■ TEXT SEGMENT:
My sister and family once went to have a look around the show houses on a very newly built estate. They went into one house, admired the kitchen and the flooring, entered the living room and saw a couple of people sitting on the sofas and asked them what they thought of it. These other people liked it very much too, it being their home. The front door had been open because the bloke was working on his car across the road.

I was once checked in to two hotels at the same time because the first one had a great big creepy crawly in my room and I was too scared to fight it.

Quote: Kevin Murphy @ August 22 2009, 12:07 PM BST

I was once checked in to two hotels at the same time because the first one had a great big creepy crawly in my room and I was too scared to fight it.

Are you sure it wasn't a full length mirror?

Quote: Nogget @ August 22 2009, 12:25 PM BST

Are you sure it wasn't a full length mirror?

Nah. It was your momma.

I regularly turn into Larry David when I'm met with that most awful of things -

'Can you take your shoes off before you come into the house, we don't want to ruin the cream carpet.'

I do, of course, out of courtesy, but in my mind I'm thinking 'Who the hell buys a cream carpet in London? This is a big dirty city, you want hardwood floors. I bet your wife made you buy this carpet, because no bloke wants cream carpet. It's a no smoking house as well, which means I'm inconvenienced doubley, because I'm going to have to put my shoes on and off again every time I fancy a cigarette, next time I'm staying in a hotel. Christ almighty.' Etc.

It's even more weird in America, some of my friends had homes with the Living Room you were never allowed to go into. The couches still had the plastic on them, there was no television, it had cream carpet and was laid out like it was in a furniture showroom.

Had another Curb moment when we had some people over to eat recently. The woman has a terminal condition and is understandably frail, so naturally we were considerate of this, but she hasn't got much control over her brats; so her kids started misbehaving badly at the table, sticking their fingers in all the side dishes, and then grabbing at my kids' favourite books with their grubby hands, and her not doing anything to stop them. So then I could either allow my innocent kids to suffer unfairly, which would mean I'd failed them as their protector; or intervene and risk implying that she's a crap mum, which would make me seem incredibly callous.

My friend brought his kid to my house then started moaning that the house is full of cables and a bit dangerous for kids etc. So I said, why would it be kid friendly I'm not a paedophile and I don't like kids in my house. Went down reallly well.

I worked in as an admin asst once in the Dept of Health head office, the finance director had a meeting and I was sent down to fetch the man he had the meeting with,I brought the man waiting at reception to the finance directors office and went on my way. Minutes later the bemused finance director came in to tell me that I had brought the wrong person in, neither had any idea who the other was. They had a good laugh at my expense though :$

Years ago there was a young girl of about 10 who always used to run over to me and pet my dog Lucy when I walked her on a field near my house. The girl lived in a house adjacent to the field and was always on the lookout for Lucy because she loves dogs.

■ TASKS TO COMPLETE:
**1.** According to the forum thread, why was the front door of the newly built house open?
**2.** From the records, extract verbatim the stretch from the line containing "Each instance of the <item>ponytail" through the end of the records, omitting the pictures.
The forum thread and the records that follow it are unrelated.

■ LISTED RECORDS:
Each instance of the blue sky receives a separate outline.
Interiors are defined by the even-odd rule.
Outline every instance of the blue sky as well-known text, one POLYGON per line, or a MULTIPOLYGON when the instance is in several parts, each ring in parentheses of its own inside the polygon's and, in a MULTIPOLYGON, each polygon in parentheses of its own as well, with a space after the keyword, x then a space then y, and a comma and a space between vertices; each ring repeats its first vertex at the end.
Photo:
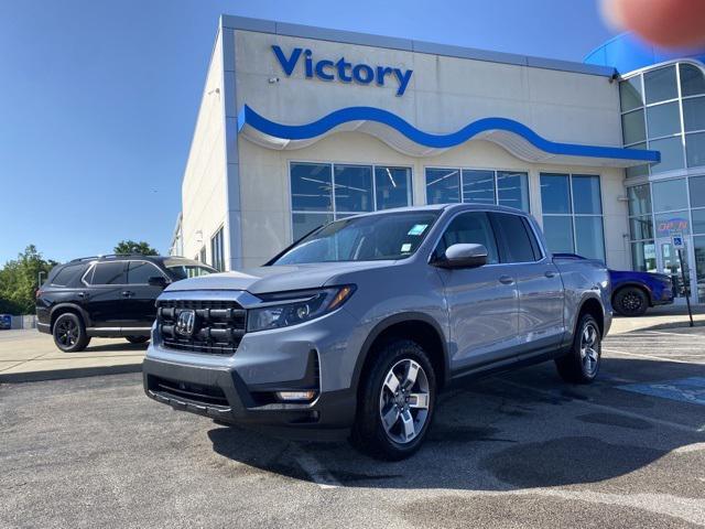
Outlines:
POLYGON ((220 13, 573 61, 611 36, 594 0, 2 0, 0 264, 169 249, 220 13))

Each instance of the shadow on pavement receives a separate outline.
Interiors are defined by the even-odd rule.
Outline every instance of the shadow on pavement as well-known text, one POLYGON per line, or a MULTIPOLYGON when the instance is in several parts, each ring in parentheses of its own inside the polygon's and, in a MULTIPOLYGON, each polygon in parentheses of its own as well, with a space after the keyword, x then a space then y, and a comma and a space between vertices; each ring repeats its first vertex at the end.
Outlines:
POLYGON ((679 456, 669 462, 682 476, 679 483, 650 479, 647 467, 675 449, 705 441, 695 430, 705 408, 617 387, 627 377, 629 382, 652 382, 703 376, 703 369, 604 358, 601 379, 592 386, 561 382, 552 364, 470 381, 441 396, 424 446, 397 463, 361 455, 345 442, 295 443, 227 427, 208 431, 208 436, 221 456, 284 477, 316 481, 302 464, 303 451, 345 486, 509 490, 605 482, 618 490, 630 475, 629 486, 637 483, 644 492, 702 495, 705 484, 688 468, 695 460, 679 456), (666 419, 684 428, 670 428, 666 419))

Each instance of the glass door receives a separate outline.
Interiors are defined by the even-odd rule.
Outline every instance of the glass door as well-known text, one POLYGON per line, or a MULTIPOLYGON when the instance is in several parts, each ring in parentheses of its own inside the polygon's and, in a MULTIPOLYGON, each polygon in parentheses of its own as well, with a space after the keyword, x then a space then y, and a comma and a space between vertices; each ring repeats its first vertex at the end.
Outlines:
MULTIPOLYGON (((691 290, 691 285, 695 283, 695 278, 692 277, 693 271, 690 267, 692 245, 690 244, 690 237, 684 237, 684 239, 685 248, 682 250, 682 255, 683 267, 685 268, 686 284, 683 284, 683 274, 681 271, 679 252, 675 248, 673 248, 671 239, 661 239, 657 241, 659 272, 665 273, 666 276, 671 277, 671 281, 673 282, 673 294, 675 296, 674 303, 685 303, 686 291, 691 292, 691 302, 695 303, 697 301, 697 292, 691 290)), ((703 250, 705 250, 705 248, 703 250)))

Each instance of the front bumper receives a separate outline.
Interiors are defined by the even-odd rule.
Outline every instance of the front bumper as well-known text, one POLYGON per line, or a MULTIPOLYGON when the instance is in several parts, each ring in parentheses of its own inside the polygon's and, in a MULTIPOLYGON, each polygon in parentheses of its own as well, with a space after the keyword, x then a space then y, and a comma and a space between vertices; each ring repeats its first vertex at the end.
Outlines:
POLYGON ((148 397, 214 420, 234 424, 264 424, 346 429, 355 415, 355 392, 318 392, 310 403, 268 401, 268 391, 253 391, 236 370, 195 367, 145 358, 142 365, 148 397))
POLYGON ((175 409, 230 423, 346 429, 355 419, 351 377, 364 330, 340 309, 318 320, 247 333, 234 355, 163 347, 156 326, 143 363, 145 393, 175 409), (278 391, 314 390, 310 402, 278 391))

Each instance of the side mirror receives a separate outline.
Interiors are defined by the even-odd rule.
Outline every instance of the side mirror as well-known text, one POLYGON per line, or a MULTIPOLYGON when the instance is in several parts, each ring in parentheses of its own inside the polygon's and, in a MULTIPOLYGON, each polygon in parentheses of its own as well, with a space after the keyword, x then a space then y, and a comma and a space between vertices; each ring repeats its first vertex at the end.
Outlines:
POLYGON ((477 268, 487 264, 487 248, 482 245, 453 245, 437 261, 441 268, 477 268))
POLYGON ((163 276, 154 276, 154 277, 148 279, 147 283, 150 287, 159 287, 161 289, 165 289, 166 285, 169 284, 169 281, 166 281, 166 278, 164 278, 163 276))

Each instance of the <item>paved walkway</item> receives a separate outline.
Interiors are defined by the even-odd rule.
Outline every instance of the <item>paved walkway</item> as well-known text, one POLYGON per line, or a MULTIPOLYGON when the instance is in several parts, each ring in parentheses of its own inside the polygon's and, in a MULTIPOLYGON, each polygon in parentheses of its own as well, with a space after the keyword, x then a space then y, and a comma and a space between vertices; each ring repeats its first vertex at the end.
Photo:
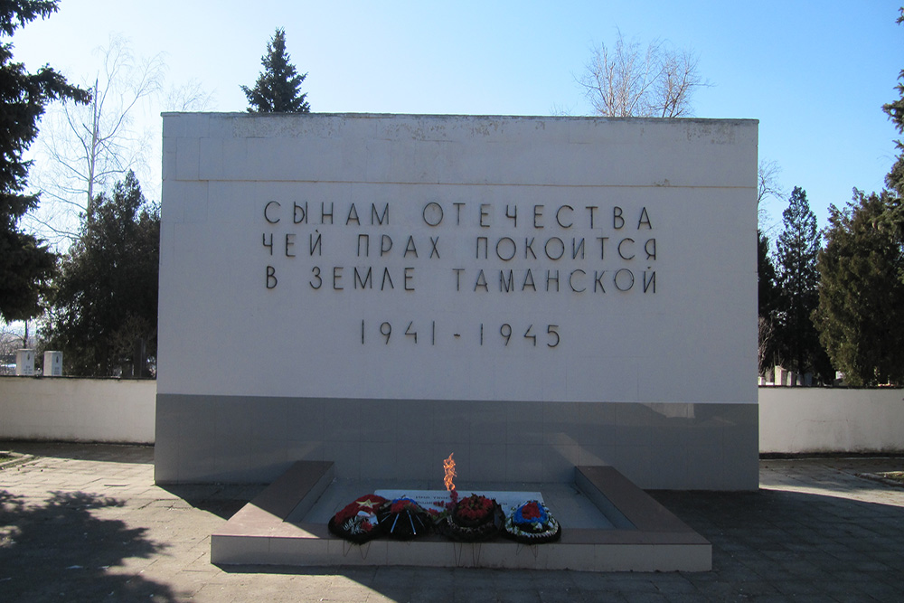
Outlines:
POLYGON ((4 443, 0 601, 904 600, 904 458, 763 460, 758 493, 655 492, 705 573, 227 568, 210 534, 261 486, 153 484, 149 447, 4 443))

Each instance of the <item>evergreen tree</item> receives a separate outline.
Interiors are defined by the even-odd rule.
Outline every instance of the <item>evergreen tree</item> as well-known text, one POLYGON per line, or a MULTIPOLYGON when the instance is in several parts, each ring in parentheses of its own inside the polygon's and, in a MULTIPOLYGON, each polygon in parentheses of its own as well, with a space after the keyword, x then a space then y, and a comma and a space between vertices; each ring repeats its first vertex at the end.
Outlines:
POLYGON ((777 344, 782 364, 798 373, 829 372, 810 315, 819 300, 819 234, 806 192, 796 186, 782 213, 776 268, 779 309, 777 344))
POLYGON ((254 88, 242 86, 248 97, 249 113, 309 113, 307 93, 299 94, 307 73, 298 75, 286 52, 286 32, 278 28, 267 42, 267 54, 260 58, 264 71, 254 88))
POLYGON ((776 267, 769 257, 769 238, 757 230, 757 277, 759 309, 759 374, 765 374, 780 362, 776 338, 776 314, 778 288, 776 267))
POLYGON ((61 262, 42 335, 48 349, 64 352, 68 373, 118 375, 132 366, 137 343, 156 356, 159 250, 159 209, 129 172, 112 196, 89 206, 61 262))
MULTIPOLYGON (((0 2, 0 39, 50 16, 56 5, 56 0, 0 2)), ((13 44, 5 39, 0 42, 0 317, 5 320, 40 314, 56 259, 42 241, 19 230, 19 221, 38 204, 38 195, 26 192, 32 162, 23 154, 37 136, 48 103, 89 98, 48 66, 29 73, 13 61, 13 44)))
POLYGON ((832 363, 851 385, 904 383, 904 238, 889 222, 901 202, 854 191, 829 208, 814 319, 832 363))
MULTIPOLYGON (((900 16, 898 17, 898 24, 902 23, 904 23, 904 8, 900 9, 900 16)), ((901 70, 900 73, 898 74, 896 90, 900 98, 882 105, 882 110, 895 125, 898 133, 904 134, 904 70, 901 70)), ((898 160, 891 166, 891 171, 885 176, 885 184, 899 197, 904 197, 904 143, 896 140, 895 146, 898 146, 899 151, 898 160)))
MULTIPOLYGON (((904 23, 904 8, 898 23, 904 23)), ((882 107, 904 134, 904 71, 899 98, 882 107)), ((814 319, 834 365, 852 385, 904 384, 904 144, 885 178, 889 190, 854 189, 844 211, 830 208, 822 286, 814 319)))

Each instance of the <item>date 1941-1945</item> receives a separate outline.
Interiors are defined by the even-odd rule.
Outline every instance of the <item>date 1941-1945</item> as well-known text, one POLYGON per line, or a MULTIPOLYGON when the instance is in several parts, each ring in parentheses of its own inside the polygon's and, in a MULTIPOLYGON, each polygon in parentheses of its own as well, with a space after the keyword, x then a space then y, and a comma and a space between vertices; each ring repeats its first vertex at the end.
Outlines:
MULTIPOLYGON (((404 325, 404 321, 401 324, 404 325)), ((561 342, 559 325, 546 325, 545 326, 546 329, 544 331, 542 328, 543 325, 528 325, 524 330, 524 334, 519 337, 517 334, 520 332, 521 327, 523 327, 523 325, 513 327, 512 325, 504 323, 499 325, 498 335, 494 333, 496 331, 495 325, 490 326, 484 325, 484 323, 480 323, 478 328, 475 329, 473 333, 465 334, 457 331, 448 331, 443 334, 442 332, 438 333, 437 321, 435 320, 431 320, 428 325, 422 324, 420 325, 415 325, 414 321, 411 320, 405 326, 405 331, 396 335, 396 339, 398 340, 401 337, 412 344, 427 343, 429 345, 436 345, 438 339, 443 337, 451 336, 455 340, 460 340, 469 338, 468 335, 473 335, 473 340, 479 345, 484 345, 485 344, 487 345, 496 345, 501 344, 504 347, 509 347, 510 345, 523 344, 536 347, 545 344, 546 347, 549 348, 557 347, 561 342), (419 331, 420 331, 419 334, 419 331)), ((361 321, 362 345, 372 341, 377 341, 384 345, 389 345, 391 339, 392 339, 391 323, 384 321, 380 323, 379 325, 375 325, 368 324, 364 320, 361 321)))

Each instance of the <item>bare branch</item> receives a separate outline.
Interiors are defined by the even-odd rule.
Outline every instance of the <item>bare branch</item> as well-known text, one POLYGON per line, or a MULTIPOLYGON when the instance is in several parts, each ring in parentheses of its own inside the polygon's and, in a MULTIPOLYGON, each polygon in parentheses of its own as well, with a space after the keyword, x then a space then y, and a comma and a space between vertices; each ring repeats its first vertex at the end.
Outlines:
POLYGON ((617 32, 613 50, 600 44, 578 80, 594 113, 604 117, 681 118, 692 115, 691 98, 708 84, 690 51, 654 40, 642 52, 637 42, 617 32))

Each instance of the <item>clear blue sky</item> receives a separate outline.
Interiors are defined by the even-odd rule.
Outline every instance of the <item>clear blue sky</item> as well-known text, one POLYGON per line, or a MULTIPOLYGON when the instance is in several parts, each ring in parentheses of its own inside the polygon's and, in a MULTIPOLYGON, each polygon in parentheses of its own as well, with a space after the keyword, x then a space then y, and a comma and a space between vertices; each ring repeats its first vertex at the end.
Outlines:
MULTIPOLYGON (((168 83, 197 79, 212 109, 241 111, 239 85, 253 84, 284 27, 314 111, 582 115, 575 78, 620 28, 692 48, 712 84, 695 115, 759 119, 760 158, 779 164, 789 192, 806 190, 822 228, 830 203, 880 189, 893 162, 880 108, 904 68, 899 3, 62 0, 13 42, 29 69, 49 62, 80 82, 97 70, 92 50, 120 33, 137 55, 166 53, 168 83)), ((783 208, 767 205, 772 222, 783 208)))

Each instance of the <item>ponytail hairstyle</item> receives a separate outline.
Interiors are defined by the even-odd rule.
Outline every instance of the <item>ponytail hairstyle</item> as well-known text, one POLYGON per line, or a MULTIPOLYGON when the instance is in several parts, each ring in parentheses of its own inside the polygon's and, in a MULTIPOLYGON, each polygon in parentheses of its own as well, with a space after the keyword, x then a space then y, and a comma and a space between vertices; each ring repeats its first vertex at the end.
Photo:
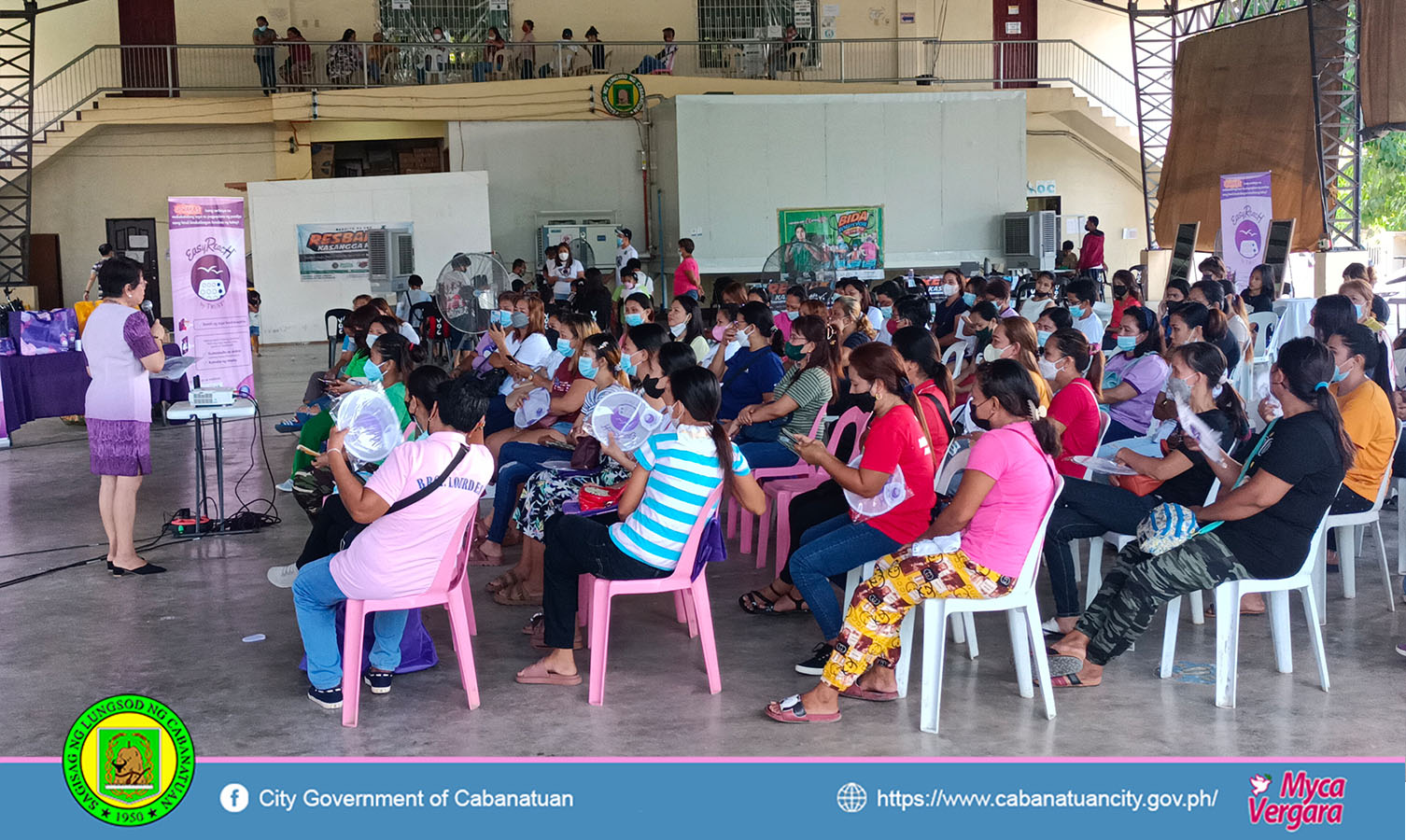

■ RESULTS OF THE EXERCISE:
**1.** The man who lived there was working on his car across the road.

**2.**
Each instance of the <item>ponytail hairstyle</item> receives a separate outline.
Interiors are defined by the even-odd rule.
Outline every instance of the <item>ponytail hairstyle</item> as well-known text, one POLYGON per line, or a MULTIPOLYGON when the instance is in several parts, each ring in parentheses of its own inside the polygon's and, in a MULTIPOLYGON, each polygon in parentheses of its own as well, with a space after the keyword, x then a space then y, and a comma and a space between vertices; each ring repeats its first vertex at the end.
Photo:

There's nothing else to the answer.